WORK INSTRUCTIONS - Pick up the passage on the LRG acquisition payments after its last sentence and keep writing it.

─── SUPPLIED TEXT

As consideration the former owners of LRG were paid
$2,000,000 in cash at closing, and received $500,000 on the
one year anniversary of the closing, October 1,
2010. Additionally, earn-out consideration of
$450,000 was earned by the former owners of LRG based on
financial criteria being met in 2010. In the first quarter of
2011, the $450,000 earn-out above was paid in cash. The final
earn-out of $450,000 was earned based on 2011 financial
criteria being met. The initial fair value liability of the
potential earn-out payments were based on the Company’s
third-party valuation and was approximately $737,000 as of
December 31, 2009. Increases in the liability of
approximately $81,000 and $82,000 were recorded as interest
expense during 2011 and 2010, respectively. As of December
31, 2011, based on the net present value of the expected cash
payments, the earn-out liability was approximately
$450,000.The last earn-out payment may be made in cash,
shares of the Company’s common stock, or a combination
of the two, at the discretion of the Company.

──────
─── EXCERPTED DATA

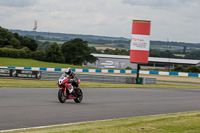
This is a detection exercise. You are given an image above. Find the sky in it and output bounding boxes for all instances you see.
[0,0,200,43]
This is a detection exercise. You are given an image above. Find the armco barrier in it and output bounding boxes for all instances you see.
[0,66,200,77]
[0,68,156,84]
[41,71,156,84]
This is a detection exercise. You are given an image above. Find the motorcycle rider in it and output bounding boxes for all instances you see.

──────
─── EXCERPTED DATA

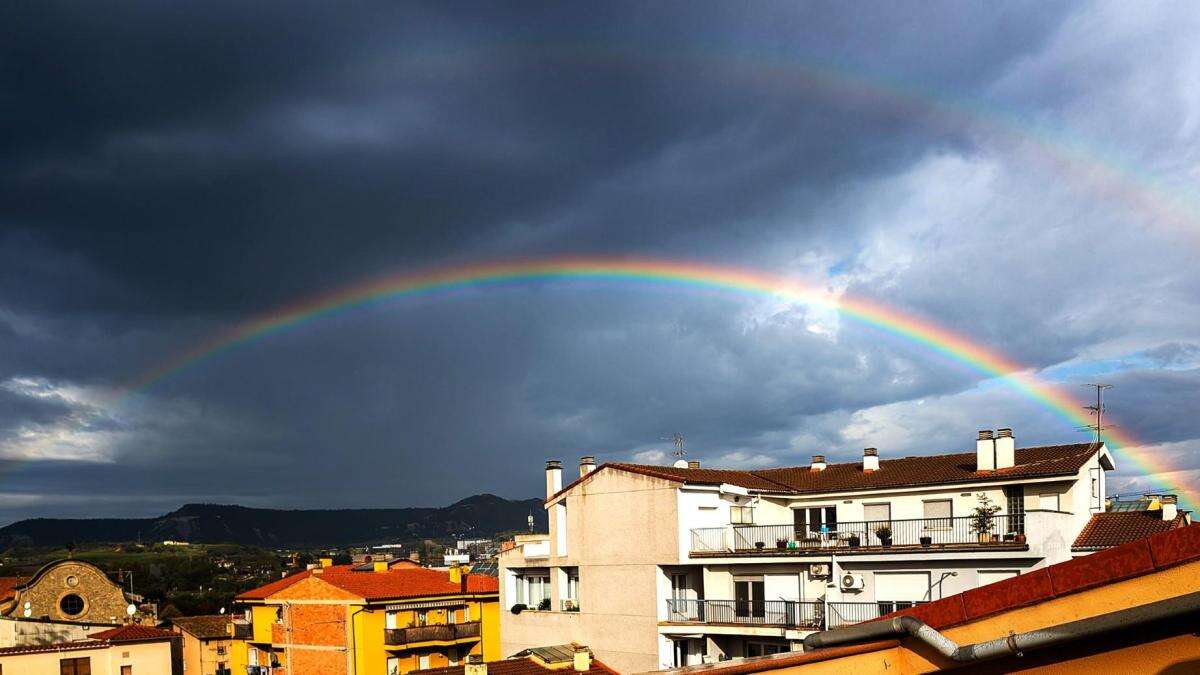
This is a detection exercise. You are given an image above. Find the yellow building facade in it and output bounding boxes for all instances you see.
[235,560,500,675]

──────

RESULT OF THIS EXERCISE -
In
conjunction with the purchase of CGL in January of 2008, the
Company recorded goodwill totaling $7,178,000 of which
$500,000 represented a note payable to the former owners of
CGL payable on the one year anniversary of the
transaction. In addition to the goodwill created
at the time of the initial transaction, the contract provided
for contingent consideration to be paid to the former owners
of CGL in the event certain performance measures were
achieved. Based on the achievement of these
performance measures and negotiations between the Company and
the former owners of CGL, an earn-out of $687,000 was
negotiated. The earn-out was comprised of a $600,000
obligation payable to the former owners of CGL in addition to
the forgiveness of an $87,000 note receivable due from the
former owners of CGL. The $600,000 obligation was paid in the
first quarter of 2009 in addition to the $500,000 note
payable established at the time of purchase. This transaction
resulted in a cash payment of $1.1 million to the former
owners of CGL and an additional $687,000 being added to
goodwill for the year ended December 31, 2009. The negotiated
earn-out represented payment in full for all future earn-out
compensation related to the CGL purchase agreement. For
additional information refer to Note 11 –
Acquisitions.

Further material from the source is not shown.